Dataset entries:
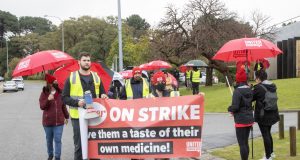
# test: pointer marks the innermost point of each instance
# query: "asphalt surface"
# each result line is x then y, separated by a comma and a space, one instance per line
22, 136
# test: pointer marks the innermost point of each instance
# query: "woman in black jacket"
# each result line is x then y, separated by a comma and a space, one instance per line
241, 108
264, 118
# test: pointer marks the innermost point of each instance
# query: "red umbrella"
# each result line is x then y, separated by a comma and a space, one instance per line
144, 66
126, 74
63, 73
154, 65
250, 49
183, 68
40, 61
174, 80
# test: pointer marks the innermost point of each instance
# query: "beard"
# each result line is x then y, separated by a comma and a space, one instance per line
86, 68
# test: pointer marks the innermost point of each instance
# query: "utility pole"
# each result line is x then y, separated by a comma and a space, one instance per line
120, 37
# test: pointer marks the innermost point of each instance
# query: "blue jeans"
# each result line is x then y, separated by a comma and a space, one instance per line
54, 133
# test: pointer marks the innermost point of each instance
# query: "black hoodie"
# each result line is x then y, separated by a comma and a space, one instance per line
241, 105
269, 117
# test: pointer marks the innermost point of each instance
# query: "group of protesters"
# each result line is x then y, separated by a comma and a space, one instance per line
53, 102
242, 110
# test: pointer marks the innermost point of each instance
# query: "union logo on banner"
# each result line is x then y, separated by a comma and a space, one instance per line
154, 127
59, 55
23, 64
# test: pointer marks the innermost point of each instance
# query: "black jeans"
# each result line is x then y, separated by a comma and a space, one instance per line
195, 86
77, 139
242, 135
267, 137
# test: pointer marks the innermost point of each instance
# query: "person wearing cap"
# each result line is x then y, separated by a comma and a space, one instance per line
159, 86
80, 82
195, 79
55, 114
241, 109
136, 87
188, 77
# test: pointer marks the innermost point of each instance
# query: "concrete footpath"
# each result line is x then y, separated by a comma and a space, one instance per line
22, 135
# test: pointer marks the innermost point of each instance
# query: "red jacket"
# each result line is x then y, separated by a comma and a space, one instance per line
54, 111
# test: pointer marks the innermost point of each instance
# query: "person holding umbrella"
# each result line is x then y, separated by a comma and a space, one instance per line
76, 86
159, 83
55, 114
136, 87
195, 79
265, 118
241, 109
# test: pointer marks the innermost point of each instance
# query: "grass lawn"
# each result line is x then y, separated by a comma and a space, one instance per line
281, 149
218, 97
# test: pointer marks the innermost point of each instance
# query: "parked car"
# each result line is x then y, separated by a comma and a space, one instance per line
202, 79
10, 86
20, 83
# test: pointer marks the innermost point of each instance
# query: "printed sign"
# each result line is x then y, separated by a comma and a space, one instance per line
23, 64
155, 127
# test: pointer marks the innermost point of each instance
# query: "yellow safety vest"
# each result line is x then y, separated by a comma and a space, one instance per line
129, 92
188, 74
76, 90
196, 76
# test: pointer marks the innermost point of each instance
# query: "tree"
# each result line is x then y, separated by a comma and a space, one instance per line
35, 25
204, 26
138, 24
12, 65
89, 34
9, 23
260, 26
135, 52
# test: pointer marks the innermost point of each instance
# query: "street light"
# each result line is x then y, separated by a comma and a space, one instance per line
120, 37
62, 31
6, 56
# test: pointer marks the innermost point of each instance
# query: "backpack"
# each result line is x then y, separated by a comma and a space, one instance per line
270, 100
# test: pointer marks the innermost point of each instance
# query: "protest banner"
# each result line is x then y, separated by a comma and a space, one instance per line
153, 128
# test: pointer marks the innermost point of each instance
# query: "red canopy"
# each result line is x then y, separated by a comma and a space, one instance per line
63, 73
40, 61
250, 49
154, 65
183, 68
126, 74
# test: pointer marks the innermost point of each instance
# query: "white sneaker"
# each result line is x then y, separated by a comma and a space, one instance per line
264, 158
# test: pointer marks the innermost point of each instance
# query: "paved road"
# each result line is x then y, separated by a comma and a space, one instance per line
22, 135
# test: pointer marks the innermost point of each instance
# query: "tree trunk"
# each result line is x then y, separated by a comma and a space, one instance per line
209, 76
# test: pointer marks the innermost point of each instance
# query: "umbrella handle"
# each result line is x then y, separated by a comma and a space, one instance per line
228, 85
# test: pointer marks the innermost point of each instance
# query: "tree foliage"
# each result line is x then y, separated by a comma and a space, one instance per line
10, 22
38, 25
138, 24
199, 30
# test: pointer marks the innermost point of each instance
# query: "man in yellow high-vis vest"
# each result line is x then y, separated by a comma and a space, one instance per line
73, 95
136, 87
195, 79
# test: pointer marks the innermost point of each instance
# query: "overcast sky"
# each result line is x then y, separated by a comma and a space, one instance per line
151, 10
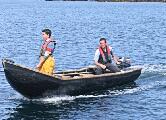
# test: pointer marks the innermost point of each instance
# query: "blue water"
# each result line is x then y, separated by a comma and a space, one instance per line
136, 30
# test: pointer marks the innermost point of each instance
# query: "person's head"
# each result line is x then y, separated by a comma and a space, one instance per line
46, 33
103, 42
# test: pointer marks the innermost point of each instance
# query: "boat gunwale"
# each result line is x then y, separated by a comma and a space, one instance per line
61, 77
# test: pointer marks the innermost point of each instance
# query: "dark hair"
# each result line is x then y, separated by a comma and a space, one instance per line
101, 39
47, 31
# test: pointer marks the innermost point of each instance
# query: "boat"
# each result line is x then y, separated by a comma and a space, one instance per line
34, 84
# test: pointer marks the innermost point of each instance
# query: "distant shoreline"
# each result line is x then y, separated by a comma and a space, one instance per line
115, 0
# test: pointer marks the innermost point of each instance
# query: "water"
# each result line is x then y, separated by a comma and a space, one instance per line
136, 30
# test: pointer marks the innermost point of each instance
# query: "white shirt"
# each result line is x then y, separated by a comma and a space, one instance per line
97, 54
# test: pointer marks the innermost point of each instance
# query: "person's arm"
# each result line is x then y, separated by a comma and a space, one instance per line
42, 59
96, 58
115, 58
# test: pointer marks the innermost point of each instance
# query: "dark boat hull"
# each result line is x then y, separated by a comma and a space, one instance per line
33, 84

...

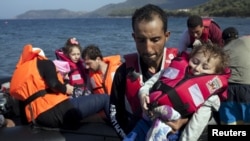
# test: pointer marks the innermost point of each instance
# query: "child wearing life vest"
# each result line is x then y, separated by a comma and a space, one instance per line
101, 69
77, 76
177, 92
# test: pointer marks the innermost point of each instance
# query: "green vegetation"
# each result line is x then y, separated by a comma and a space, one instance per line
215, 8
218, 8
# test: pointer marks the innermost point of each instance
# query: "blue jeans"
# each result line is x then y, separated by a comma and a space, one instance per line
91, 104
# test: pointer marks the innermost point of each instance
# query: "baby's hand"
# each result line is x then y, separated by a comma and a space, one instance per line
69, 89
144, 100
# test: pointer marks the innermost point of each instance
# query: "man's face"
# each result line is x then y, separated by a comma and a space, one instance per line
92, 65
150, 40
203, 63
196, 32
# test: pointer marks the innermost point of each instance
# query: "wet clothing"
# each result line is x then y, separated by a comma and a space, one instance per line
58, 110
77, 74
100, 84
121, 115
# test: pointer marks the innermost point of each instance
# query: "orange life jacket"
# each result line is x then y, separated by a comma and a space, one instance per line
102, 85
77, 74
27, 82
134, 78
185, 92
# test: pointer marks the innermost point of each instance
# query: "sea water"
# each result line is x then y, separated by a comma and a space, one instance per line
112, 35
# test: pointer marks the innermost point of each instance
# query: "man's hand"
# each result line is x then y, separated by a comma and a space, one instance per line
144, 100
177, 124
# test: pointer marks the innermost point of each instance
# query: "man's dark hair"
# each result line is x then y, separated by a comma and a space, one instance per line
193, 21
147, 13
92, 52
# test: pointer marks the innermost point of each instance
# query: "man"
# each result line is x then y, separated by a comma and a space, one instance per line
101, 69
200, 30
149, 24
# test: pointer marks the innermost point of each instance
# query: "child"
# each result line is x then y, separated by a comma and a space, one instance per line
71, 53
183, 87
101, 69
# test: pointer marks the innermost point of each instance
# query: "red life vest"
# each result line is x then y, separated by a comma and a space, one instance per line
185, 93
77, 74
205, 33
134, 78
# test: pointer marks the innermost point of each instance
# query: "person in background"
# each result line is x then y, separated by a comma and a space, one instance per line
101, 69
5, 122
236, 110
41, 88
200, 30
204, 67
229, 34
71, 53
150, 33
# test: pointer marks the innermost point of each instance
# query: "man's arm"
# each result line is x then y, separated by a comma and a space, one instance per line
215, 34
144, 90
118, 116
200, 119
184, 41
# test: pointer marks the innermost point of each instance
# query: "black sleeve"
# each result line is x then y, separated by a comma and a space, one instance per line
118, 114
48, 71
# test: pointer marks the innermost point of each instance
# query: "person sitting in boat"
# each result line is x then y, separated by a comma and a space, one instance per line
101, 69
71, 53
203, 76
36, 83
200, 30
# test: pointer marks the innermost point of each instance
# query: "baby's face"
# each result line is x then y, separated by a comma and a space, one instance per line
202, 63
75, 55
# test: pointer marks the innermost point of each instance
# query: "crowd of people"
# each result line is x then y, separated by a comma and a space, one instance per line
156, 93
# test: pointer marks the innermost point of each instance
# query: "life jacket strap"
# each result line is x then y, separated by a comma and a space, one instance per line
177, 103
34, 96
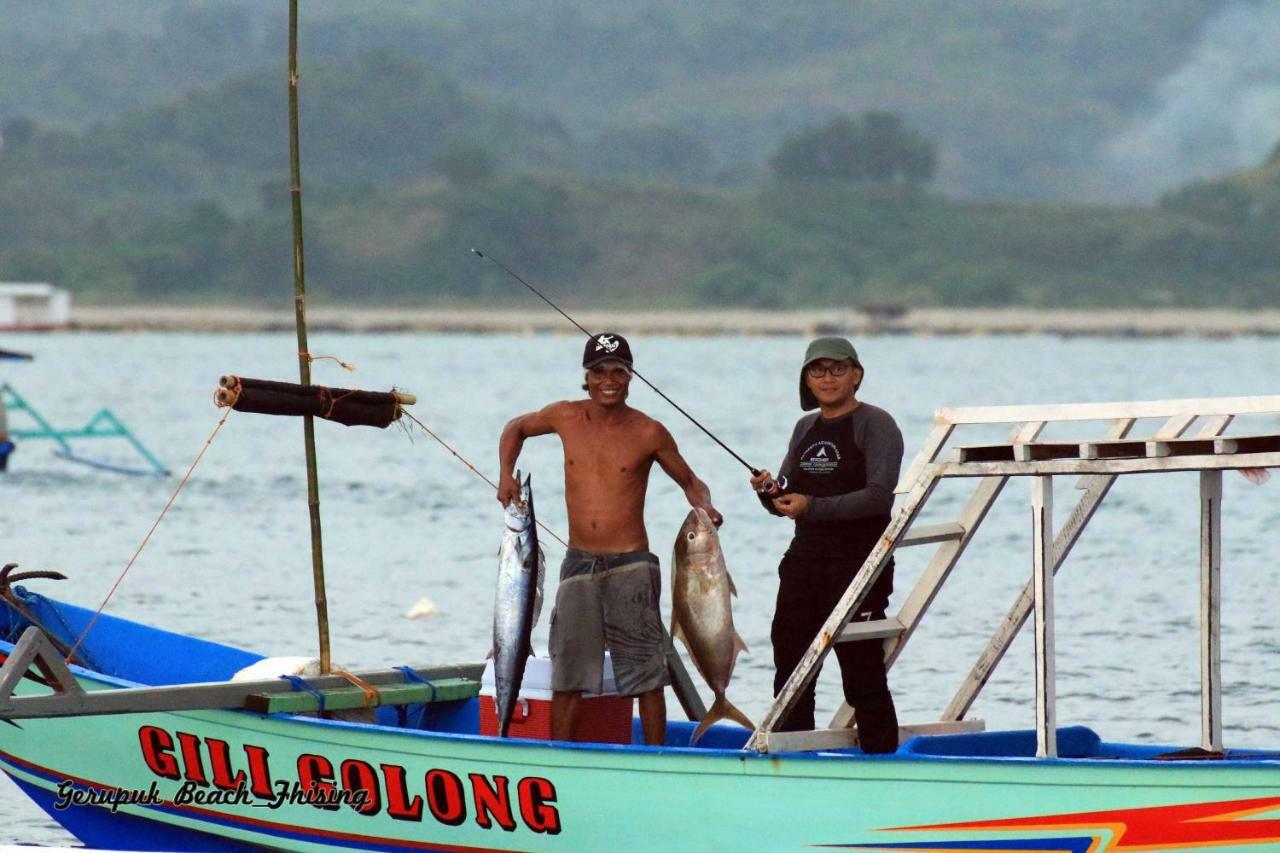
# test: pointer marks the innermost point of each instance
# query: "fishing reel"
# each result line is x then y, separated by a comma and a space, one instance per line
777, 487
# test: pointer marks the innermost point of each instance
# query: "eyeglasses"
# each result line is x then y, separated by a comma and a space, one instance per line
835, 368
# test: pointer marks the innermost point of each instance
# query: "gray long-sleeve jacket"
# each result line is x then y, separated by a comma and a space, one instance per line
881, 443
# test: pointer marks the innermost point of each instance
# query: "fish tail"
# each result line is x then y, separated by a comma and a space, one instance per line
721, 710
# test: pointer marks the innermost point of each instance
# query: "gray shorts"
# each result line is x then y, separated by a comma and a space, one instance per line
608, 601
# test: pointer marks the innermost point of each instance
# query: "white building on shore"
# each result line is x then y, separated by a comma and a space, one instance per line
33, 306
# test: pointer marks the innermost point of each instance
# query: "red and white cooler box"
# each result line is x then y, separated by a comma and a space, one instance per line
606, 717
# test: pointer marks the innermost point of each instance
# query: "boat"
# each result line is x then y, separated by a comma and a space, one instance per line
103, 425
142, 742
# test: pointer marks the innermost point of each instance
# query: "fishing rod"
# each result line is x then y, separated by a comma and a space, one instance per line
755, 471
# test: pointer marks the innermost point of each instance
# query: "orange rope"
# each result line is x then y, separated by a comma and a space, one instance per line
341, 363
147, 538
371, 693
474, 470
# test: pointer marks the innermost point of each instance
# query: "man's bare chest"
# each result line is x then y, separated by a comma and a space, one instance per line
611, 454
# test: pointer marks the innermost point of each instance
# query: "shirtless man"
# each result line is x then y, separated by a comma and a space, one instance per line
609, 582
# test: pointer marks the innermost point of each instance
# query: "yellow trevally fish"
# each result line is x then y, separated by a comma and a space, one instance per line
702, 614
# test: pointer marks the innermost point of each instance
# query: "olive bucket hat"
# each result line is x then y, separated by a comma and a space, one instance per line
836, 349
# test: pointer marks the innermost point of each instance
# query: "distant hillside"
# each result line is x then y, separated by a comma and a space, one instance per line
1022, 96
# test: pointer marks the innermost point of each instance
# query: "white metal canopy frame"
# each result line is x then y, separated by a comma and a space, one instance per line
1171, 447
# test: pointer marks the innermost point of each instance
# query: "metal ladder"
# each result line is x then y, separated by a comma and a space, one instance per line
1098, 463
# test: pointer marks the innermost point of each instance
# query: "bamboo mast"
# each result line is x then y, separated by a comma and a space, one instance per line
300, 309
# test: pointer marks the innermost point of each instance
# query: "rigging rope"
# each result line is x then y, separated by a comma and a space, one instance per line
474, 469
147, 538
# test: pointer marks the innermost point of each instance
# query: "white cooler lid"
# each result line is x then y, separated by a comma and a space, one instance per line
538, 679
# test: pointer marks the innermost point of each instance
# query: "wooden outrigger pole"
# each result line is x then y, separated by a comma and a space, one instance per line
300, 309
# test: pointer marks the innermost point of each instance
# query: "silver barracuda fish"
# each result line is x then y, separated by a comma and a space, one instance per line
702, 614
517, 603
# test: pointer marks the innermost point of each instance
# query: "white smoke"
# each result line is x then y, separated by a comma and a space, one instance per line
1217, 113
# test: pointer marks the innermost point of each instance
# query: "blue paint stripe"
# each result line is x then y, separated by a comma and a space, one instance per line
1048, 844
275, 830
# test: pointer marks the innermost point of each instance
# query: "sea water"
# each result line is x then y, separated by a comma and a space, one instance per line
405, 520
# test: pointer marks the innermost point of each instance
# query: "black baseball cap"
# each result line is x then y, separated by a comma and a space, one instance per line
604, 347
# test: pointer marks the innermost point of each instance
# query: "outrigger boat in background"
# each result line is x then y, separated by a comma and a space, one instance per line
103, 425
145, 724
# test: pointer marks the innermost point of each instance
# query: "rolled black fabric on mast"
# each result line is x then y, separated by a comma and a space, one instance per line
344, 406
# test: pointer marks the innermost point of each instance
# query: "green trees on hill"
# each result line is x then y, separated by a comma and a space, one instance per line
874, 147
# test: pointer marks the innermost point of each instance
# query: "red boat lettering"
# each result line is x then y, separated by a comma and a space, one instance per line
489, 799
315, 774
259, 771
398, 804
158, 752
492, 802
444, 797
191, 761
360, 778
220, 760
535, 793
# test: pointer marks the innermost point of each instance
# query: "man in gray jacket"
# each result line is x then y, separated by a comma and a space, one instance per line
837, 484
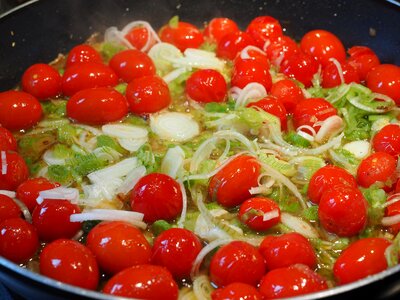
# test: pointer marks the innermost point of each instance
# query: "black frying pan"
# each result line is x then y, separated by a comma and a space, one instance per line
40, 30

--

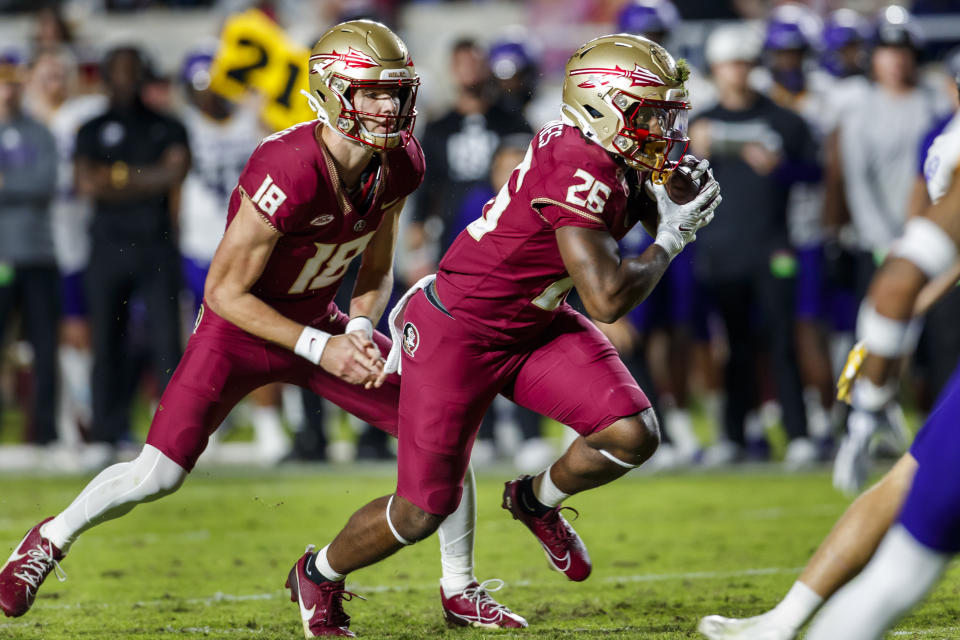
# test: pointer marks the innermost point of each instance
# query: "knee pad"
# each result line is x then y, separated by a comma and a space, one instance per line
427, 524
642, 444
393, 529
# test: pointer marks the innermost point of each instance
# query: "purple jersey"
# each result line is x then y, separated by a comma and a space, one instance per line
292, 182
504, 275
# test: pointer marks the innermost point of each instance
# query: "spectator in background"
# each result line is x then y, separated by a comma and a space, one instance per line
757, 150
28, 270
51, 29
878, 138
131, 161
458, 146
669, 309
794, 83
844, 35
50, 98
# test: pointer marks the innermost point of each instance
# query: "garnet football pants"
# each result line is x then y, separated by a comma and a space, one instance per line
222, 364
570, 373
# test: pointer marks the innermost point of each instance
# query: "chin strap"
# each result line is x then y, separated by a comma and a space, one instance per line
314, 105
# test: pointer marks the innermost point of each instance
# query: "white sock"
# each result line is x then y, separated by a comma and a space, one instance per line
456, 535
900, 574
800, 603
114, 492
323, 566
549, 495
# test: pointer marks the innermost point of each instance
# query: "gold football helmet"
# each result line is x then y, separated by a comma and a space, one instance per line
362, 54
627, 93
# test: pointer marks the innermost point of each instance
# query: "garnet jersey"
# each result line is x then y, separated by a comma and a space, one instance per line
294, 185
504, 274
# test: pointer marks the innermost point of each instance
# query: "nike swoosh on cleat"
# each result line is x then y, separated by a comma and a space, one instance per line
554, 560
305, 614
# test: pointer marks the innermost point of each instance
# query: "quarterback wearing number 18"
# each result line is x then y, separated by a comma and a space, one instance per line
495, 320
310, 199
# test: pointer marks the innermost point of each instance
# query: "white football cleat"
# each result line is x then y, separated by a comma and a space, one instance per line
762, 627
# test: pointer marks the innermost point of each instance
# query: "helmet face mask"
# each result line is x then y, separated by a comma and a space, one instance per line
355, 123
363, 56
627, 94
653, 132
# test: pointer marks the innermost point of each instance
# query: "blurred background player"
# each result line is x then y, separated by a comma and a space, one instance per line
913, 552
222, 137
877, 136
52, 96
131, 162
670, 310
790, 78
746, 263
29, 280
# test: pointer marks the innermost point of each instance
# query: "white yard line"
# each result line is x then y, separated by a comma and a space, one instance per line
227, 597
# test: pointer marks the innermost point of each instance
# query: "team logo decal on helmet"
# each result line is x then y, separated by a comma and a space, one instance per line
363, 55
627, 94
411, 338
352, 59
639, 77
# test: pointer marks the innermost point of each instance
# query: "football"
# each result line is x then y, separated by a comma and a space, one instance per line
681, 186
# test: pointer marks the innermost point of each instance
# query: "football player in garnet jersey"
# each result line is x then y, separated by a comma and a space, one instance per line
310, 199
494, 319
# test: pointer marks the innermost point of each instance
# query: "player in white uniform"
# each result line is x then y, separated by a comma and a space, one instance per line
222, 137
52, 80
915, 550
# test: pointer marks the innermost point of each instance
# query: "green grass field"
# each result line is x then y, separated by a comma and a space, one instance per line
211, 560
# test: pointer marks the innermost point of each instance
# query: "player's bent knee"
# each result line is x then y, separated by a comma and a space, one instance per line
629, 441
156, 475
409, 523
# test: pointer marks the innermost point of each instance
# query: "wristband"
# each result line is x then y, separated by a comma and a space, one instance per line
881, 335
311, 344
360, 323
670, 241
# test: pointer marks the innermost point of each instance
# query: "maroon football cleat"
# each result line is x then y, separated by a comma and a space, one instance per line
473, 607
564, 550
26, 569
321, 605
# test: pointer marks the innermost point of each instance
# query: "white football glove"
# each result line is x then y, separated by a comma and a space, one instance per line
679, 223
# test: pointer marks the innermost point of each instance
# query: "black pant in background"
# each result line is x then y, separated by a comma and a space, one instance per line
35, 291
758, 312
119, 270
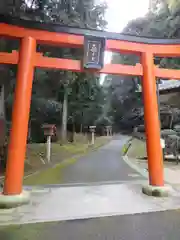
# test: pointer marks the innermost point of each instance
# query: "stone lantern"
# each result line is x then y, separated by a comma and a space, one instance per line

Task objective: Show every line of the entries above where the word "person" occurs.

Reply:
# query: "person wearing cap"
# query: "person holding umbrella"
# query: "person's head"
# query: "person's arm"
# query: "person in background"
# query: "person sitting in boat"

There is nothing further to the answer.